• _Dataset excerpt_
┌────────

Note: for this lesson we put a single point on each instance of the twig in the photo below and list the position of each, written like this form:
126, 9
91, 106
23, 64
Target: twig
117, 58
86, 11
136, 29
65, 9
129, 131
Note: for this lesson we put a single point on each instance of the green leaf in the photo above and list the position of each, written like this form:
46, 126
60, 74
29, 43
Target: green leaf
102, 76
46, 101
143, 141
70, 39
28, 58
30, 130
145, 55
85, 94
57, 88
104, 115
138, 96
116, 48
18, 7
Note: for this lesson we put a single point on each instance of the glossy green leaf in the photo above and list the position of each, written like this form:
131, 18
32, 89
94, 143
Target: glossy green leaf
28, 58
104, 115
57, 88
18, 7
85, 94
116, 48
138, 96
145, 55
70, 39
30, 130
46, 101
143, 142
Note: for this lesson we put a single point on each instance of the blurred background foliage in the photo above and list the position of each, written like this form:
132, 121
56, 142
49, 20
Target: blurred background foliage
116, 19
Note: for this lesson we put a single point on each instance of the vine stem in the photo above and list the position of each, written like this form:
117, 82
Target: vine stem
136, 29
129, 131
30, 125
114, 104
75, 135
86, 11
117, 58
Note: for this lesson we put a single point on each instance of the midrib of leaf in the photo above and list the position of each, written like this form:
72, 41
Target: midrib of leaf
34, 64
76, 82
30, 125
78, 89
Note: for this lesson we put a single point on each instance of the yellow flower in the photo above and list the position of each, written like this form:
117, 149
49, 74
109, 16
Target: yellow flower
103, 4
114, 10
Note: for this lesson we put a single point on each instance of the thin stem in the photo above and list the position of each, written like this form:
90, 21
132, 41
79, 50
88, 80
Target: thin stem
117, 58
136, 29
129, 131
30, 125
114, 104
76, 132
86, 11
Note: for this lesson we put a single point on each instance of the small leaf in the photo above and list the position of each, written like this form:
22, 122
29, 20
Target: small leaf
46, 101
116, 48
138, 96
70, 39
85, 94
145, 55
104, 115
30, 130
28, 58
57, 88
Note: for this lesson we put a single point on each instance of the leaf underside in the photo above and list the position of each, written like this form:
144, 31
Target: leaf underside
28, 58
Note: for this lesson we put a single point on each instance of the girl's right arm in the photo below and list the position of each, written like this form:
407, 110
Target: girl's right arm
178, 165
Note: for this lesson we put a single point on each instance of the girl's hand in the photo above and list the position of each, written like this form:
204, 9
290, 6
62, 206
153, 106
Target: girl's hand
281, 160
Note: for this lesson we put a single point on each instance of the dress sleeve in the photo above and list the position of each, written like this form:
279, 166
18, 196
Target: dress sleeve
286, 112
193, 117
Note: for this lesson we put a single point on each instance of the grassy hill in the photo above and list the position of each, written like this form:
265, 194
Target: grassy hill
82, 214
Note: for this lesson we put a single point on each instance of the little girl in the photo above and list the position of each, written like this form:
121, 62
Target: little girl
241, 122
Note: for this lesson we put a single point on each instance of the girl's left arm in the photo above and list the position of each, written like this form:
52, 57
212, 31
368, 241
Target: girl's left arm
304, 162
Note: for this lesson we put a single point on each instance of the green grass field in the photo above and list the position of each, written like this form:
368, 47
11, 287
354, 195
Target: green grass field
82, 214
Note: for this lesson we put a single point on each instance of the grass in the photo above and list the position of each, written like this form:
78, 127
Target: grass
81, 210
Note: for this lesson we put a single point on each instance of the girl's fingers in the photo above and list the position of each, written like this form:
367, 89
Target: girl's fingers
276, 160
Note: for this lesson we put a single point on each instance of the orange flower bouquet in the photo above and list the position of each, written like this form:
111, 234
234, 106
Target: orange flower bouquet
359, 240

└────────

Exact copies of all the records are required.

• _Task result_
Note: for this lesson we put a single point on each instance of the twig in the photo below and list the position of each, written like this form:
126, 9
91, 106
23, 64
Target: twig
117, 58
86, 11
136, 29
65, 9
129, 131
Note: for this lesson we put a single point on each instance of the green leaf in the photo above and list the position of each, written like this form:
46, 126
60, 74
29, 43
Target: green leaf
102, 76
46, 101
143, 141
70, 39
28, 58
30, 130
145, 55
85, 94
57, 88
104, 115
138, 96
116, 48
18, 7
Note: for this lesson we put a single point on each instance of the glossy green leaf in the photo above and list the position of each, written like this form:
131, 18
32, 89
94, 143
Target: glossy green leaf
28, 58
104, 115
57, 88
18, 7
85, 94
116, 48
138, 96
145, 55
70, 39
30, 130
46, 101
143, 142
Note: for this lesson we put a single point on each instance of the blurred background foliage in the photo above and list the position of each, written like this form:
132, 121
56, 142
49, 20
Target: blurred background foliage
116, 19
Note: for this lesson we put a single point on each instance of the vine stem in the photo above and list the position of each, written like this form:
117, 82
Target: vine stem
136, 29
129, 131
30, 125
114, 104
75, 135
86, 11
117, 58
Note: for this lesson we put a single point on each instance of the midrib of leaf in the photo above and list the position of each, written like this form:
72, 41
Target: midrib of leaf
34, 64
76, 82
30, 125
78, 89
Note: for this lesson we put a single point on each instance of the yellow flower in the photo above and list the position of each, written like this form:
117, 149
49, 74
109, 16
Target: yellow flower
103, 4
114, 10
Note: for this lesson we put a single point on each instance of the thin stem in the photo above and list the position of each, written like this form:
90, 21
132, 41
79, 50
88, 80
Target: thin stem
117, 58
136, 29
129, 131
30, 125
114, 104
76, 132
86, 11
Note: for this lesson we put a single point on each instance of the small leaf in the photo above and list the position of each, written like this form:
22, 122
29, 20
Target: small leaf
46, 101
116, 48
138, 96
70, 39
85, 94
145, 55
104, 115
30, 130
28, 58
57, 88
Note: for this lesson we put a single point on each instance of the leaf underside in the photo above and list the position of each, written like this form:
144, 31
Target: leaf underside
28, 58
Note: for this lesson we put a single point on each instance of the girl's right arm in the photo below and list the position of each, written like this form:
407, 110
Target: girl's right arm
178, 165
Note: for this lesson we put a single point on each instance of the girl's hand in the photo above and list the position of each, written like this form:
204, 9
290, 6
62, 206
153, 106
Target: girl's hand
281, 160
Note: for this lesson we put a single point on each instance of the dress sleeve in the photo above and list the position of each, written like this form:
279, 166
18, 196
Target: dress sleeve
286, 112
193, 117
Note: for this lesson we put a single point on each instance of the grassy hill in the photo above and list the position of each, written like this form:
265, 194
Target: grassy hill
82, 214
Note: for this lesson we put a single point on each instance of the little girl in the photo above and list the position of each, written like this form:
121, 62
Target: little girl
241, 122
Note: for this lesson we put a single point on each instance of the girl's left arm in the photo above and list the position of each, written like this form:
52, 57
212, 31
368, 241
Target: girl's left arm
304, 162
Note: for this lesson we put a single point on each instance of the green grass field in the photo above and list the position of each, written like this form:
368, 47
11, 287
354, 195
Target: green grass field
82, 214
Note: for this lesson we put a single point on each instance of the grass in the photo above and list the position of each, written like this form:
78, 127
Target: grass
81, 210
Note: for this lesson we put a single point on each instance of the girl's fingers in the photo above and list the position of each, written like this form:
367, 89
Target: girl's fingers
276, 160
Note: for this lesson we put a single point on each instance of the orange flower bouquet in the photo above and list the position of each, written like this form:
111, 234
234, 106
Target: orange flower bouquet
359, 240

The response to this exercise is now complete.